** Begin EXCERPT **

The Kubernetes scheduler is the brain of the cluster, deciding which node runs each Pod. This post is part of a series where I explore advanced scheduling mechanisms in Kubernetes. In this part, I focus on the current state of the default scheduler.

I walk through how the default scheduler works under the hood, breaking it down into queueing, filtering, scoring, binding, and preemption. I explain how Pods move through different queues, how the scheduler picks viable nodes, and how it scores and selects the best one. I also touch on newer features like QueueingHint and PreEnqueue plugins, and discuss how the scheduler balances performance and fairness at scale. If you’re curious about how Kubernetes makes scheduling decisions, this post offers a detailed look at the mechanisms behind it.

Table of Contents#

  1. (You’re here) Under the hood
  2. The scheduling framework
  3. The scheduler-plugins project
  4. Community schedulers in the ecosystem
  5. Future trends
  %%{
    init: {
      'logLevel': 'debug', 'theme': 'default',
       'themeVariables': {
              'git0': '#ff0000',
              'git1': '#00ff00',
      }
      'gitGraph': {'showBranches': true, 'showCommitLabel': true, 'mainBranchName': 'scheduling_series'}
    }
  }%%

gitGraph:
	checkout main
	commit
	branch scheduling_series
	checkout scheduling_series
	commit
	checkout main
    commit
	merge scheduling_series tag:"under the hood" type: HIGHLIGHT
	commit
	checkout scheduling_series
	commit
	commit
	checkout main
	commit
	merge scheduling_series tag:"scheduling framework"
	checkout scheduling_series
	commit
	commit
	checkout main
	merge scheduling_series tag:"scheduler-plugins"
	commit
	commit
	checkout main
	merge scheduling_series tag:"community schedulers"
	checkout scheduling_series
	commit
	commit
	checkout main
	merge scheduling_series tag:"future trends"
	commit
    

Kubernetes Scheduler#

The Kubernetes default scheduler1 (kube-scheduler) is a control-plane component that watches for unscheduled Pods and assigns each to an optimal Node. Scheduling a Pod involves two main phases: a scheduling cycle (selecting a suitable node) and a binding cycle (confirming the assignment).

** End EXCERPT **
** Begin INFORMATION SHOWN **

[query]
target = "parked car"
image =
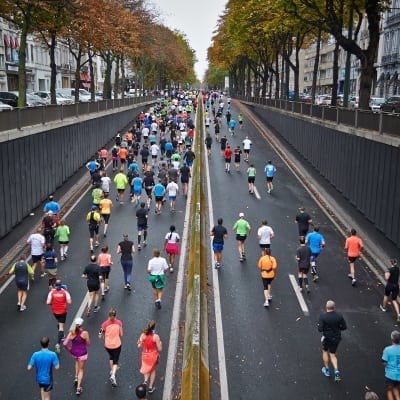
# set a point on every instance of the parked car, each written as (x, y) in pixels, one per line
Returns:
(375, 103)
(353, 102)
(5, 107)
(392, 104)
(61, 99)
(9, 98)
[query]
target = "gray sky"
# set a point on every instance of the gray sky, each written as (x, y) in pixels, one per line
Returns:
(197, 19)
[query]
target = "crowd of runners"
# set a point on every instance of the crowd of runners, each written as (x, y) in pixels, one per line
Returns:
(151, 166)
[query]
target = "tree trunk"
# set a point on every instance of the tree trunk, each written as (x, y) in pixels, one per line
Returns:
(335, 74)
(53, 68)
(316, 67)
(22, 62)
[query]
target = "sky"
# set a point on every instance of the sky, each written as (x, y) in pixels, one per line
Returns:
(197, 19)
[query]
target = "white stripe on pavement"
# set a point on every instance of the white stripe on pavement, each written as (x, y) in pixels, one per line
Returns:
(299, 296)
(223, 380)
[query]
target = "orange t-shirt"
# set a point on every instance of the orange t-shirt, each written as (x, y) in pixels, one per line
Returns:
(123, 153)
(353, 246)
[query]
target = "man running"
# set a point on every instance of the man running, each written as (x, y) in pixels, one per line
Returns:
(353, 246)
(218, 233)
(58, 299)
(269, 170)
(242, 229)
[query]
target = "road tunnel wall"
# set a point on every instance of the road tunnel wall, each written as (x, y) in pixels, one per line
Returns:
(366, 172)
(35, 165)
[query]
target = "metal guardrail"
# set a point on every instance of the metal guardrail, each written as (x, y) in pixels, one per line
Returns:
(363, 119)
(195, 366)
(29, 116)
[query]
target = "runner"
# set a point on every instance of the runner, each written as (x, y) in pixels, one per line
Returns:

** End INFORMATION SHOWN **

> EXERCISE GOAL
Copy the passage from the Kubernetes scheduler post, starting at "The Kubernetes default" and ending at "(confirming the assignment).", and swap the word "optimal" for "ideal".

> REPLY
The Kubernetes default scheduler1 (kube-scheduler) is a control-plane component that watches for unscheduled Pods and assigns each to an ideal Node. Scheduling a Pod involves two main phases: a scheduling cycle (selecting a suitable node) and a binding cycle (confirming the assignment).